NOV Fri, Dec 2: +178,000 jobs. Unemployment rate drops to 4.6%.NOV details here!.. Jobs since Obama took office?... Unemp. rate under Obama?

Friday, January 10, 2014

December 2013 Unemployment Rate Jobs

December 2013 Jobs Numbers and Unemployment Rate were released this morning, Friday, January 10, 2014.

December Highlights:



  • 74,000 payroll jobs added.  (November numbers were revised upwards.)  Job growth has averaged 182,000/month over the past 12 months.
  • Private jobs increased by 87,000.
  • Government jobs decreased by 13,000.  
  • Unemployment rate ticked down to 6.7% (from 7.0%).  The unemployment rate decreased across the board, for every ethnic, age, and occupation group, including teenagers.  (The unemployment rate comes from a different source than the number of jobs which is why the unemployment rate can decline three tenths of a percent with only a minimal increase in the number of jobs.  Over time, these two numbers closely parallel each other.)   
  • The alternate unemployment rate (which includes part time workers who want full time jobs, discouraged workers, and marginally attached workers) stayed the same at 13.1%.  This is the lowest that it has been since November 2008, five years ago.  One year ago, the alternate unemployment rate was 14.4%.      
  • The labor force decreased by 347,000 in December.

# DATA LINES:

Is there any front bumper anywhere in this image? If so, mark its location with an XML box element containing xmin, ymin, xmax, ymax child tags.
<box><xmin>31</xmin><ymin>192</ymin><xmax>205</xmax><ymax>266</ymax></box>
---
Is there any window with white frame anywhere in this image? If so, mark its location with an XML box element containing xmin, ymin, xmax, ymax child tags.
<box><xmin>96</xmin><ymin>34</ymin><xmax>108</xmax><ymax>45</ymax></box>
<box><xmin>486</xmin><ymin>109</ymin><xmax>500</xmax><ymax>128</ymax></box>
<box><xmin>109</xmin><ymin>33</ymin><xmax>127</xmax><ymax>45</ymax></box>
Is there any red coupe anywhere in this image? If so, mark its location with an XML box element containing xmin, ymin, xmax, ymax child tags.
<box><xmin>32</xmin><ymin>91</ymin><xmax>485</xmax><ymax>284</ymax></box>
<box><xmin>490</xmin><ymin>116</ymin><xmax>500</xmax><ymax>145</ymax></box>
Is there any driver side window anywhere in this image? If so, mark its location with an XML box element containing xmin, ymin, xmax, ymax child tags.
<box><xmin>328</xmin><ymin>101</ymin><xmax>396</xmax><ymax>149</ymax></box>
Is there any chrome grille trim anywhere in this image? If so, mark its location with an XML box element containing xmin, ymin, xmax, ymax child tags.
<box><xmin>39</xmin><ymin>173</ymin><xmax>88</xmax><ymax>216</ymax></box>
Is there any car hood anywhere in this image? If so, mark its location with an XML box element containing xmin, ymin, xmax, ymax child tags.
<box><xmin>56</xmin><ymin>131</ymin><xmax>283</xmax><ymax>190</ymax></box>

# SET OF TASKS:
1 – From the post on December 2013 jobs numbers, copy word for word the part that begins at the words "NOV Fri, Dec" and ends after the words "past 12 months.".
2 – Does the post on December 2013 jobs numbers support each statement below? Answer yes or no for each, and quote the words that decide it.
(a) Government jobs rose in December.
(b) The alternate unemployment rate held at 13.1%.
(c) The labor force grew in December.
3 – Write the next part of the post on December 2013 jobs numbers, picking up after its last line.

# RESULTS OF THE TASKS:
1 –
NOV Fri, Dec 2: +178,000 jobs. Unemployment rate drops to 4.6%.NOV details here!.. Jobs since Obama took office?... Unemp. rate under Obama?

Friday, January 10, 2014

December 2013 Unemployment Rate Jobs

December 2013 Jobs Numbers and Unemployment Rate were released this morning, Friday, January 10, 2014.

December Highlights:



  • 74,000 payroll jobs added.  (November numbers were revised upwards.)  Job growth has averaged 182,000/month over the past 12 months.

2 –
(a) No: "Government jobs decreased by 13,000."
(b) Yes: "stayed the same at 13.1%"
(c) No: "The labor force decreased by 347,000 in December."

3 –
  • Since the "trough" of the recession in late 2009/early 2010 in seasonally adjusted numbers:
    • 7.6 million MORE jobs in total
    • 8.2 million MORE private sector jobs
    • 6.6 million MORE people working* 
    Since Bush left office & Obama took office (January 2009) in seasonally adjusted numbers:
    • 3.2 million MORE jobs in total
    • 4.0 million MORE private sector jobs
    • 2.4 million MORE people working*
December 2013 reports to be published: (Notation will be changed to "Updated for December" when the updated reports become available.) 


4 comments:

  1. CNN just reports below (http://money.cnn.com/2014/01/24/news/economy/middle-class-economy/index.html?iid=HP_LN).

    Number 3 below sums up very well: "To this day, the United States still hasn't gained back all those jobs. The economy needs about 1.2 million jobs to get back to the 2008 level.."

    7 SETBACKS FOR THE MIDDLECLASS

    Five years into his presidency, Barack Obama is still falling short of his number one goal: to fix the economy for the middle class.

    Sure, a recovery has been underway for most of his presidency, but it's still slow and uneven. And despite Obama's focus on the middle class, the improvement so far has largely benefited corporations and the ultra-rich.

    Whether you blame Obama or a dysfunctional Congress, either way the recovery is hardly a middle-class success story.

    1. Workers are taking home their smallest slice of U.S. income on record: At around $15.8 trillion a year, the United States produces more in annual economic output than ever before, but it's not the worker that's benefiting. Instead, corporate profits now account for their largest slice of that pie on record, whereas the slice for workers has been steadily declining.


    2. Inequality has widened: The recovery has been good to families earning more than $394,000 a year, but the other 99% of Americans have barely felt it. The richest 1% of American families have captured 95% of the income gains in the recovery period spanning 2009 to 2012, according to economists at the forefront of income inequality research, Thomas Piketty and Emmanuel Saez.

    Meanwhile, income for the median American family has barely budged in recent years.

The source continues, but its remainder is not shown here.